SOURCE:
Fitting Prices to Flow and Vice-Versa

In all this talk of flow, we seem to have mostly sidestepped money and prices. But money is clearly a crucial piece of the economic puzzle. At the end of the day, everybody needs to get paid. How do we make sure that everyone gets paid when decisions and balancing are performed on the basis of resource flow rather than dollar bills? Moreover, how do we ensure that the flow of money 'conforms' to the flow-based model? The problem is harder than it may at first sound, because it involves bridging the gap between rates and instantaneous events.

WRITTEN TASK A:
Can you transcribe the entire passage on fitting prices to flow, word for word?

SUPPLIED RECORDS:
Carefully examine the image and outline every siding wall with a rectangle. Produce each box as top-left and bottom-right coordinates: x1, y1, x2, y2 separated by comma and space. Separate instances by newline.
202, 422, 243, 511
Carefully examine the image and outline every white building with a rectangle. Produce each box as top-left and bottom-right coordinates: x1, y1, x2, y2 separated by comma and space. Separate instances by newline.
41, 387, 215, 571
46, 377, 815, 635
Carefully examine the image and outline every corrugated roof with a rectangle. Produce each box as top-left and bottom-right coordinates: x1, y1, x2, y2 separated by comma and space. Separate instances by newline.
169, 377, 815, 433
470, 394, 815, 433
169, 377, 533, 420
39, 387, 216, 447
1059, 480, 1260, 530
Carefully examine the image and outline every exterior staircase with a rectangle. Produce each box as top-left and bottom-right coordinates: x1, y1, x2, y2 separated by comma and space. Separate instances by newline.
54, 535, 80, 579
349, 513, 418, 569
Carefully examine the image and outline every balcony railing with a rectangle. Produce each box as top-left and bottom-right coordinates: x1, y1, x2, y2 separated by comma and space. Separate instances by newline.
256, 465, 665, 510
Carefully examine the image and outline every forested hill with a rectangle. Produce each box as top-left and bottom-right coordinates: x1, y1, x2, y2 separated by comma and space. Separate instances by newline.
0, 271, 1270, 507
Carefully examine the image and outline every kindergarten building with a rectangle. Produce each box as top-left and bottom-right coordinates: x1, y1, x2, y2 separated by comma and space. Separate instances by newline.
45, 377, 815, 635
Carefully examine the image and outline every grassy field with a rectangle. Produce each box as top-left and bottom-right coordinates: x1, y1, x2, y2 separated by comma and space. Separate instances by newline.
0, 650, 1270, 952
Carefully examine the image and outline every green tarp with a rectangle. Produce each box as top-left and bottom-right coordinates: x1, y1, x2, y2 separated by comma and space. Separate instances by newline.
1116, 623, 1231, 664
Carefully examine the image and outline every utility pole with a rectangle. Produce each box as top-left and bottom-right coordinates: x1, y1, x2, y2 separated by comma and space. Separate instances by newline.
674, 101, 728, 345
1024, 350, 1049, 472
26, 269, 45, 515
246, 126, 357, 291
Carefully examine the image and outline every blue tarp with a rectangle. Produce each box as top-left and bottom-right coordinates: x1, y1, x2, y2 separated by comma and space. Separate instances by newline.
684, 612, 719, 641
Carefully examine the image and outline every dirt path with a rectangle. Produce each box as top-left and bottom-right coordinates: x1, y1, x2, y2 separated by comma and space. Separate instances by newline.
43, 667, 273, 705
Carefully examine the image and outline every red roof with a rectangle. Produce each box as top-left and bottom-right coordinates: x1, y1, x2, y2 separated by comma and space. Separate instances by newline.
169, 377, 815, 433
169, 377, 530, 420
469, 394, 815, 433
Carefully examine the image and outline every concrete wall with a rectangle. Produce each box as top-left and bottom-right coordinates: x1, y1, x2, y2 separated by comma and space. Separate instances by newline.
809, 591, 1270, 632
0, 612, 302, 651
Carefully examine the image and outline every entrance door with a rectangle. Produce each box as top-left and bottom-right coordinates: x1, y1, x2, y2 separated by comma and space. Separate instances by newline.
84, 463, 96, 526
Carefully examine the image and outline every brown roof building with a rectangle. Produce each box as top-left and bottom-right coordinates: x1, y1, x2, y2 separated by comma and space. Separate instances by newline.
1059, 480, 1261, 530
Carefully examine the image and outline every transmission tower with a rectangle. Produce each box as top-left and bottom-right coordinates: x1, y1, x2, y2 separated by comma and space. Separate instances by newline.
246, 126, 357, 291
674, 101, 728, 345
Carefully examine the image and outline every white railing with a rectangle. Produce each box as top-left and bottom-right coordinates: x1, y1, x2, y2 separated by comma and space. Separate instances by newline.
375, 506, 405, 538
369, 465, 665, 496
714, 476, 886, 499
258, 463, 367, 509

WRITTEN TASK B:
Could you format the part of the records that opens with the line containing "Carefully examine the image and outline every balcony" and closes with the line containing "256, 465, 665, 510" as a JSON list of strings, one string per line, with blank lines left out?

FULL RESPONSE A:
Fitting Prices to Flow and Vice-Versa

In all this talk of flow, we seem to have mostly sidestepped money and prices. But money is clearly a crucial piece of the economic puzzle. At the end of the day, everybody needs to get paid. How do we make sure that everyone gets paid when decisions and balancing are performed on the basis of resource flow rather than dollar bills? Moreover, how do we ensure that the flow of money 'conforms' to the flow-based model? The problem is harder than it may at first sound, because it involves bridging the gap between rates and instantaneous events.

FULL RESPONSE B:
[
  "Carefully examine the image and outline every balcony railing with a rectangle. Produce each box as top-left and bottom-right coordinates: x1, y1, x2, y2 separated by comma and space. Separate instances by newline.",
  "256, 465, 665, 510"
]